Pick out each line of the listing below that contains the word "tree", and copy those lines out.

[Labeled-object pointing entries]
^^^^^^^^

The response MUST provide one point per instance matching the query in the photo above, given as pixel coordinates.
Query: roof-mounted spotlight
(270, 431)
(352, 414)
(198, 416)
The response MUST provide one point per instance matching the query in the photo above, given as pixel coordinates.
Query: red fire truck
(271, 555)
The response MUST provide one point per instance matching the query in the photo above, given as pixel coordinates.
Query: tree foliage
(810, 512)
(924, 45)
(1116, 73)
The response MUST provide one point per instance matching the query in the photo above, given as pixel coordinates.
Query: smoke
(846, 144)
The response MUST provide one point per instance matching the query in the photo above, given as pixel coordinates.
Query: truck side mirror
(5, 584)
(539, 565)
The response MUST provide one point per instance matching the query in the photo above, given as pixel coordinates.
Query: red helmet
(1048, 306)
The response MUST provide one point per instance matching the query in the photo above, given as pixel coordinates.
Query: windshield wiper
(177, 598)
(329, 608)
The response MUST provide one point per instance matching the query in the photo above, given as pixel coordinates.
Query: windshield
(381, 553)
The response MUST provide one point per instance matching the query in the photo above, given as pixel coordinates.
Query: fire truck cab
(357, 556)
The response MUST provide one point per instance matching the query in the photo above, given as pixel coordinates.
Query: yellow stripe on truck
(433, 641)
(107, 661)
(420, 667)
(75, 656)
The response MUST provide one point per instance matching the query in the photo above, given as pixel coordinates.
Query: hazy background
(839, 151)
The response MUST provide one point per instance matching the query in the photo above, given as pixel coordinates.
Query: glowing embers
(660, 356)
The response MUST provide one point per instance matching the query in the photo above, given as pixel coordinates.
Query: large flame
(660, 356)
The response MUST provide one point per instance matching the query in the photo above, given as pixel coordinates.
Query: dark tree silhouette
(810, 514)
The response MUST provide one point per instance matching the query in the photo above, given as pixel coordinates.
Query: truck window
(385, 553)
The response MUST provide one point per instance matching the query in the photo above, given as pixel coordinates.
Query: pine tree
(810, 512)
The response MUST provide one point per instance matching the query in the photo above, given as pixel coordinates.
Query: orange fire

^^^^^^^^

▸ **Exercise answer**
Query: tree foliage
Query: dark tree silhouette
Query: pine tree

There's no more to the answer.